━━ Material

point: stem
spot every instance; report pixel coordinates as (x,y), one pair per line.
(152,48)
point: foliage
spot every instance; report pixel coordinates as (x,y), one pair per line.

━━━━

* What the task requires *
Reproduce every line of the records above, including the requests, and shift each answer coordinate by adding 146 to both its x and y values.

* The completed task *
point: stem
spot every instance; report pixel coordinates as (x,y), one pair per line.
(298,194)
point: foliage
spot every instance; report pixel coordinates as (x,y), one pair per line.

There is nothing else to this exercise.